■ **Auszug zum Lesen**

◆ ◆ ◆ ◆ ◆

Eigentlich hätte ich den Fragebogen gern selbst ausgefüllt. Aber nachdem ich einige unschöne Erfahrungen mit Mitlesenden in der Realwelt gemacht habe, werde ich in Zukunft so lange nichts Persönliches mehr schreiben, wie ich mich nicht von diesem Maulkorb befreien kann. Daher nehme ich Percantas Idee auf.

Ich bin Chefin.

1. Was machst du beruflich?
Ich bin Geschäftsführerin eines Unternehmens, eines Familienbetriebs. Unsere Firma handelt mit Holz und Holzerzeugnissen wie Parkett und Leisten. Wir schneiden auch zu und lassen in Kooperation mit örtlichen Schreinereien Sonderanfertigungen für Industriebetriebe herstellen. Ich bin Chefin von 35 Mitarbeitern und kümmere mich neben den klassischen Geschäftsführeraufgaben darum, welche Produkte wir weiterhin vertreiben, z.B. ob wir in Zukunft auch auf den Verkauf von Fertigkonstruktionen wie Carports oder Gartenpavillons setzen wollen, um der Konkurrenz durch Baumärkte begegnen zu können. Meine Mutter, die Seniorchefin, arbeitet noch einige Stunden pro Tag und hält die jahrzehntelang gewachsenen Kontakte zu Großkunden. Wir sprechen uns bei wichtigen Entscheidungen meistens ab, aber sie will sich nächstes Jahr, wenn sie 75 wird, langsam aus der Firma zurückziehen und meinem Sohn ihre Firmenanteile übertragen. Dann wird er hoffentlich sein Ingenieurstudium abgeschlossen haben und mit Frau und Enkeltochter wieder an den Main zurückkehren. Meinem Mann, unserem Logistikverantwortlichen, wird das wohl nicht ganz passen, aber da muss er durch. Wie gesagt, ich bin die Chefin.

2. Was ist gut – was ist nicht so gut daran?
Ich habe Freude an der Arbeit. Entscheidungen fallen mir leicht, ich mag es, Probleme zu analysieren und dann Lösungen zu finden. Erleichtert wird mir die Arbeit natürlich durch unsere Angestellten, die allesamt sehr verlässlich sind und teilweise direkt nach dem Krieg bei uns als Lehrlinge angefangen haben. Sie gehören einfach zu uns.

Vereinfacht wird die Arbeit auch durch die Nähe zu unserem Haus, das gleich auf der anderen Straßenseite zum Firmengelände liegt. Dort wirbelt Frau M., die Haushälterin, der J. kümmert sich um den Garten und die Hühner, und Anna aus Kroatien, die sonst Frau M. hilft, soll sich auch ab dem nächsten Jahr um unsere Enkeltochter kümmern, wenn unser Sohn und die Schwiegertochter in der Firma anfangen. Die Schwiegertochter hat schließlich Betriebswirtschaft studiert, da wird sie sicher zur Hand gehen.

◆ ◆ ◆ ◆ ◆

■ **Bereitgestellte Daten**
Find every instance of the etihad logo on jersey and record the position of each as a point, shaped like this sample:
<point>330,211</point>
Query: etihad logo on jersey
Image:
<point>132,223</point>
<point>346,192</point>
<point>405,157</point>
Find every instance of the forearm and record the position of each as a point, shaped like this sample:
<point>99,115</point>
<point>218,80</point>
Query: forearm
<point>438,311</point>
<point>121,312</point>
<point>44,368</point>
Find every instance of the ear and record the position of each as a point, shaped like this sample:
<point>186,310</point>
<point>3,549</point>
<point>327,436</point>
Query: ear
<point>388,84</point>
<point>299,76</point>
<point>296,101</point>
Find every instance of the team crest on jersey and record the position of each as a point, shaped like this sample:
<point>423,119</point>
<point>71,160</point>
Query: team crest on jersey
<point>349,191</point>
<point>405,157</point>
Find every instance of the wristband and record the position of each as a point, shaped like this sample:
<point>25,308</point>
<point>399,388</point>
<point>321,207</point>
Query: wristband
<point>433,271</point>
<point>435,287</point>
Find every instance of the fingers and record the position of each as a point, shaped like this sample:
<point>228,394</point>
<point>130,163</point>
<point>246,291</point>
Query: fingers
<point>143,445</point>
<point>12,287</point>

◆ ◆ ◆ ◆ ◆

■ **Zu lösende Aufgaben**
A. Beantworte anhand des Textes über die Chefin eines Holzhandels die folgenden Fragen:
(i) Wie vielen Mitarbeitern steht die Geschäftsführerin vor?
(ii) Welches Alter erreicht die Mutter im nächsten Jahr?
(iii) Welches Fach hat die Schwiegertochter studiert?
B. Zähle alle Familienmitglieder der Geschäftsführerin auf, die im Text über die Chefin eines Holzhandels erwähnt werden.
C. Führe den Text über die Chefin eines Holzhandels im Anschluss an seinen letzten Satz weiter.

■ **Antworten je Aufgabe**
A.
(i) 35 Mitarbeitern
(ii) 75 Jahre
(iii) Betriebswirtschaft

B.
Mutter (die Seniorchefin)
Sohn
Mann (der Logistikverantwortliche)
Schwiegertochter
Enkeltochter

C.
Es ist natürlich manchmal schwer, in einem Familienbetrieb zu arbeiten. Meine Mutter und ich haben in den letzten dreißig Jahren gelernt, damit umzugehen und arbeiten konstruktiv zusammen. Mit meinem Mann gibt es auch kaum Probleme, obwohl er manchmal noch diesen Offizierston anschlägt. Aber das nehmen ihm die Angestellten mittlerweile nicht mehr krumm, denn er hat die Logistik gut im Griff. Schließlich war er bei der Wehrmacht auch bei den Pionieren. Mal sehen, wie es nächstes Jahr mit unserem Sohn und der Schwiegertochter wird. Wir sind eine Familie und müssen zusammenhalten und -arbeiten.

3. Was wäre dein absoluter Traumberuf?
Ich wäre gern Ärztin geworden. Im zweiten Studienjahr kam der Krieg auch zu uns nach Hause mit der Nachricht, dass mein Bruder gefallen sei. Mein Vater holte mich eines Abends von der Universität ab und ging mit mir ins beste Restaurant der Stadt. Ich solle mich entscheiden, ob ich die Firma übernehmen wolle. Dafür müsse ich mein jetziges Studium aufgeben und Holzökonomie in Eberswalde studieren. Ich könne bei Tante Luise wohnen. Er würde trotz seiner Gicht sicherlich noch einige Jahre den Betrieb führen und meine Mutter arbeite ohnehin schon viel ab. Aber es sei meine freie Entscheidung. Ich habe mich dann für die Firma entschieden. Aber ich sehe meine beste Studienfreundin jetzt regelmäßig in ihrer Praxis schwitzen und glaube, es war damals keine so schlechte Entscheidung für die Familie.

4. Warum gerade dieser?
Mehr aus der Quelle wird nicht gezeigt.